#### INSTRUCTIONS FOR THE TASK:
Print every line of the listing exactly, please.

#### MATERIAL PROVIDED:
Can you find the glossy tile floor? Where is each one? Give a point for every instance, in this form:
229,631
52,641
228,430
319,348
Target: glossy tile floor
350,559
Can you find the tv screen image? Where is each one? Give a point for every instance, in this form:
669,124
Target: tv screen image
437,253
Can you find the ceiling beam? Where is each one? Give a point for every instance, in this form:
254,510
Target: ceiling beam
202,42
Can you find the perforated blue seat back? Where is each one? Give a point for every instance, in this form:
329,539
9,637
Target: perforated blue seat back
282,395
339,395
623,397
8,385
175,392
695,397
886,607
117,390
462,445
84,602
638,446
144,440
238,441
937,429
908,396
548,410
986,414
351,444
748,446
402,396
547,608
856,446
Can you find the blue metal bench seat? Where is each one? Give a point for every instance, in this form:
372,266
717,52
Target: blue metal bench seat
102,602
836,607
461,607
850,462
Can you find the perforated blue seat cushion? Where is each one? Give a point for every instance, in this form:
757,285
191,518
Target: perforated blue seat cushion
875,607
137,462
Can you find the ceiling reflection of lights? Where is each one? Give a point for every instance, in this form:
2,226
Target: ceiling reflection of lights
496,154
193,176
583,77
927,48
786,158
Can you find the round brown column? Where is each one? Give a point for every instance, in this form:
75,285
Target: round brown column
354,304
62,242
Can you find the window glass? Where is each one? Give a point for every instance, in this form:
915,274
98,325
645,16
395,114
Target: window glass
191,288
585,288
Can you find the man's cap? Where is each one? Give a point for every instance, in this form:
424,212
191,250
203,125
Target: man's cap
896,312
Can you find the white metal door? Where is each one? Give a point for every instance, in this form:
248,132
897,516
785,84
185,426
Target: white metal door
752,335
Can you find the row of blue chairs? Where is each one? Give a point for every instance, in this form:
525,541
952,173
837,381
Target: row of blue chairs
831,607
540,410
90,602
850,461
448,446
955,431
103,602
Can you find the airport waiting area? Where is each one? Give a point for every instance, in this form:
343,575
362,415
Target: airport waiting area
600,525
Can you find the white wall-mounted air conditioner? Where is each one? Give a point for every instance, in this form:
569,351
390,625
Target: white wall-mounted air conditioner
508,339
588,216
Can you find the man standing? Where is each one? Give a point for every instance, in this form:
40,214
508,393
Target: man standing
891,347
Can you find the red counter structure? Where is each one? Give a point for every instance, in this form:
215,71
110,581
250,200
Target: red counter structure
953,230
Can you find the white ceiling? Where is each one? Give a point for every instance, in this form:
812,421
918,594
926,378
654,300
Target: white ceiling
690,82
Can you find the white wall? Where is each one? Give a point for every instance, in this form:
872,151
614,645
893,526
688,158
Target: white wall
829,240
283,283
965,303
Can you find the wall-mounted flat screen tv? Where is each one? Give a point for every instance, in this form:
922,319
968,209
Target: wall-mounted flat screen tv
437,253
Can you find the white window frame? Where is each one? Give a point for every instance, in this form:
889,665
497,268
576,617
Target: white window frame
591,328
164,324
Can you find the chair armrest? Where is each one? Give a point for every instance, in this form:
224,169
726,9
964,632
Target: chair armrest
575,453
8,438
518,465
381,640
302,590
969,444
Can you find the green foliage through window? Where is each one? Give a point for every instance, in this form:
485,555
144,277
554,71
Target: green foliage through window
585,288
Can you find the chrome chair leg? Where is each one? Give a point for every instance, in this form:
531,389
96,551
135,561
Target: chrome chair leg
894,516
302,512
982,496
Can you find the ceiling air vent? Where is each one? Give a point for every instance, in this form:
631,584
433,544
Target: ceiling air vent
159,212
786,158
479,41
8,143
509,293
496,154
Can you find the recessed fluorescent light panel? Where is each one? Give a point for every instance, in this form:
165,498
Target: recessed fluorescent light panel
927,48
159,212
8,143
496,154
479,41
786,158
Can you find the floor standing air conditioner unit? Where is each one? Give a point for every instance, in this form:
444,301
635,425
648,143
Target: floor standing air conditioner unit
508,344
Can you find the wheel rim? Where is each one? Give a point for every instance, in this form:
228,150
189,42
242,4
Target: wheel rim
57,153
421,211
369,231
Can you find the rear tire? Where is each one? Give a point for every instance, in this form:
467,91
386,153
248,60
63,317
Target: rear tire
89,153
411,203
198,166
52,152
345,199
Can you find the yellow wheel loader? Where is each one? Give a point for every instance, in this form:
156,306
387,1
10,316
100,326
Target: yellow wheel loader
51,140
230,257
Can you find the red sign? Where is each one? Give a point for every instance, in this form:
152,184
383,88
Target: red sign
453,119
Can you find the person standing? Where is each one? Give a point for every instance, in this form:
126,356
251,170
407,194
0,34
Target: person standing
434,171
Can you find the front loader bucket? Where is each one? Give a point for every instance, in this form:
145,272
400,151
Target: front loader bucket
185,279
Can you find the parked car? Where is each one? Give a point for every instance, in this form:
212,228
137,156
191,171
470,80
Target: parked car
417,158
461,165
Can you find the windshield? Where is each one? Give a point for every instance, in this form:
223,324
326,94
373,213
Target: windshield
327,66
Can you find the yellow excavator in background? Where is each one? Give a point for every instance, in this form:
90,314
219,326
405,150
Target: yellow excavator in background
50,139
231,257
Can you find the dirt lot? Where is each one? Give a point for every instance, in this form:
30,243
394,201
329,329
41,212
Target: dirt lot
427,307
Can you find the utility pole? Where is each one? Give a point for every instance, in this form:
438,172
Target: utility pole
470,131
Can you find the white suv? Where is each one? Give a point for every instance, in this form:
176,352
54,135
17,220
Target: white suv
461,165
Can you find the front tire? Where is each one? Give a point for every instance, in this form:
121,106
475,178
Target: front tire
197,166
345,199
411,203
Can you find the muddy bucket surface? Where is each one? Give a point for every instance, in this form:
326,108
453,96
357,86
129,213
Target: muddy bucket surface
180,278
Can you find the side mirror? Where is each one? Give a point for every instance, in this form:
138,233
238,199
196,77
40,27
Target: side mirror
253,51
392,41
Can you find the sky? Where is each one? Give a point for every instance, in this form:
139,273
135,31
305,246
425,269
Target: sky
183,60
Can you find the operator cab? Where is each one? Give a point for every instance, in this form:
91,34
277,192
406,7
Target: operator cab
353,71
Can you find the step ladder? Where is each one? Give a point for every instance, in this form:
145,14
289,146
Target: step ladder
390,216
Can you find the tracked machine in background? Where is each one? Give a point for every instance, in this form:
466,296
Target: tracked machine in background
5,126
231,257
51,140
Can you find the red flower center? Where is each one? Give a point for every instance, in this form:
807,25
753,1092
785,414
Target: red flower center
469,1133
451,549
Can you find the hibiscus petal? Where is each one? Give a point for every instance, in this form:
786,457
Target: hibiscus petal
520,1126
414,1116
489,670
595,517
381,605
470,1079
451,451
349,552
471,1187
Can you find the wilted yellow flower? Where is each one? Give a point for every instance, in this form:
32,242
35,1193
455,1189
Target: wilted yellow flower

#### EXPECTED ANSWER:
Can you find the glossy tile floor? Where is each one? Give a point for every instance, in this form:
229,631
52,641
228,430
319,348
Target: glossy tile floor
350,559
Can you find the tv screen image? Where is each one? Give a point for every instance, in this form:
669,124
Target: tv screen image
437,253
Can you find the ceiling beam? Where is each one? Give a point for every instance, in this form:
254,510
Target: ceiling beam
202,42
Can you find the perforated blue seat back? Where is each one? Give a point for every instance, in this form:
329,539
9,637
Target: perforated blue seat back
282,395
339,395
623,397
8,385
175,392
695,397
886,607
117,390
462,445
84,602
638,446
144,440
238,441
937,429
908,396
548,410
986,414
351,444
748,446
402,396
547,608
856,446
Can you find the blue metal bench seat? Where is each one? Give a point for every instance, in this form:
372,266
717,52
Target: blue metal bench seat
102,602
836,607
461,607
850,462
Can you find the perforated blue seat cushion? Where is each one? Give a point for every instance, in this form:
757,285
191,518
Target: perforated blue seat cushion
875,607
137,462
Can you find the ceiling reflection of lights? Where is each one? Give a point for every instance, in this form:
2,226
Target: ceiling reflection of lights
496,154
193,176
583,77
927,48
786,158
Can you find the round brown column? Where is each one? Give a point for every instance, in this form:
75,285
Target: round brown column
354,304
62,242
Can you find the window glass? Where is each one? Give a point for every instance, in this form:
915,274
98,325
645,16
395,114
Target: window glass
191,288
585,288
Can you find the man's cap? Where is each one? Give a point for every instance, in this form:
424,212
191,250
203,125
Target: man's cap
896,312
Can you find the white metal door? Where is each one? Give a point for every instance, in this form:
248,132
897,516
785,84
185,426
Target: white metal door
752,335
Can you find the row of blue chairs? Where is each one? Give a point for every instance, in this form:
525,541
952,173
837,381
Target: row of blue chairs
831,607
540,410
90,602
850,461
448,446
955,431
103,602
Can you find the airport waiting area? Where is each one? Give a point for every instance, in this form:
343,575
362,415
Target: airport waiting area
600,525
Can you find the white wall-mounted air conditioner? Where is each one? Give a point for every instance, in this form:
569,351
390,625
Target: white wall-mounted air conditioner
508,339
588,216
Can you find the man standing? Where is each one? Give a point for every instance, in this form:
40,214
508,393
Target: man standing
891,347
Can you find the red counter structure? Where is each one? Give a point for every instance, in this form:
215,71
110,581
250,200
Target: red counter structure
953,230
Can you find the white ceiling? Where is each one? Give a point for every instance, in this form:
812,421
918,594
926,378
654,300
Target: white ceiling
690,82
Can you find the white wall? Where is each one? Give a point for every instance, in this form:
872,151
614,645
893,526
688,158
Target: white wall
829,240
283,283
965,303
Can you find the wall-mounted flat screen tv? Where is each one? Give a point for every instance, in this form:
922,319
968,209
Target: wall-mounted flat screen tv
437,253
Can you find the white window frame? Where is each one? Give a point for every instance, in this form:
889,665
497,268
576,617
Target: white window frame
591,328
164,324
Can you find the chair armrest? Where is each one? Give a point for every instance, in this form:
224,169
726,9
964,632
Target: chair armrest
575,453
8,438
518,465
381,640
302,590
969,444
Can you find the green foliage through window? Where is each one? Give a point for every instance, in this form:
485,555
144,277
554,71
Target: green foliage through window
585,288
Can you find the chrome chair leg? Where is each one? Give a point for every instance, in this form:
531,389
96,551
135,561
Target: chrome chair leg
894,516
302,512
982,496
Can you find the ceiling air vent? Where is each one? Give a point for every instance, in this form:
631,584
433,544
Target: ceiling air vent
159,212
786,158
479,41
8,143
509,293
496,154
Can you find the recessed fluorescent light panel? Where is each one? Give a point for every instance, in this form:
165,498
Target: recessed fluorescent light panel
927,48
159,212
8,143
496,154
479,41
786,158
Can you find the floor standing air conditioner unit? Where is each one? Give a point for every instance, in this form:
444,301
635,425
648,143
Target: floor standing air conditioner unit
508,344
Can you find the wheel rim? Where is each one? Give a point for every instance, in this form:
228,150
189,42
242,4
Target: wheel rim
57,153
421,211
369,231
Can you find the rear tire? Where is each one? Give a point for every instance, in this form:
467,91
386,153
248,60
63,317
Target: rear tire
89,153
411,203
198,166
52,152
345,199
Can you find the yellow wheel loader? Where is each one? Give a point for every instance, in this form:
156,306
387,1
10,316
100,326
Target: yellow wheel loader
51,140
230,257
Can you find the red sign? Where is each one? Give a point for every instance, in this form:
152,184
383,88
Target: red sign
453,119
Can you find the person standing? Where is each one? Give a point for every instance, in this form:
126,356
251,170
407,194
0,34
Target: person standing
434,171
Can you find the front loader bucket? Where is each one? Give a point for every instance, in this form:
145,272
400,151
Target: front loader bucket
185,279
Can you find the parked car? Where is each one? Give a point for every instance, in this form:
212,228
137,156
191,171
470,80
Target: parked car
417,158
461,165
Can you find the windshield? Where is each one? Give a point for every instance, in this form:
223,324
326,94
373,213
Target: windshield
327,66
Can you find the yellow excavator in background? Where is each one? Give a point for every instance, in this form:
90,314
219,326
405,150
Target: yellow excavator in background
50,139
231,257
Can you find the dirt lot? Where is each one? Give a point for every instance, in this form:
30,243
394,201
329,329
41,212
Target: dirt lot
427,307
Can you find the utility pole? Where is each one? Give a point for every instance, in this form:
438,172
Target: utility pole
470,131
Can you find the white suv? Where is each one? Give a point for every instance, in this form:
176,352
54,135
17,220
Target: white suv
461,165
Can you find the front tire? Where is each one? Give a point for every instance, in this form:
121,106
475,178
Target: front tire
197,166
345,199
411,203
Can you find the muddy bucket surface? Where is each one? Give a point for every instance, in this form:
326,108
453,96
357,86
129,213
Target: muddy bucket surface
180,278
Can you find the side mirror? Where is each one? Give a point for every instance, in this form:
138,233
238,199
196,77
40,27
Target: side mirror
253,51
392,41
Can you find the sky? Where is each one? Give a point for every instance, in this form:
139,273
135,31
305,246
425,269
Target: sky
183,60
Can you find the operator cab? Where is each one? Give a point for every instance, in this form:
91,34
277,192
406,7
Target: operator cab
353,71
Can you find the step ladder? Where is each one? Give a point for every instance, in this form:
145,14
289,146
Target: step ladder
390,216
Can you find the tracked machine in background? Where is each one? Give a point for every instance, in this form:
466,296
Target: tracked machine in background
5,126
231,257
51,140
Can you find the red flower center? Where is each one? Give a point for every instance, in this form:
807,25
753,1092
785,414
Target: red flower center
469,1133
451,549
Can you find the hibiscus petal? Where is each one? Give a point for every instance, in this form:
786,457
Target: hibiscus petal
520,1126
414,1116
489,670
595,517
381,605
470,1079
451,451
349,552
471,1187
Can you find the wilted yellow flower? Where is each one? Give a point for every instance, in this form:
32,242
35,1193
455,1189
Target: wilted yellow flower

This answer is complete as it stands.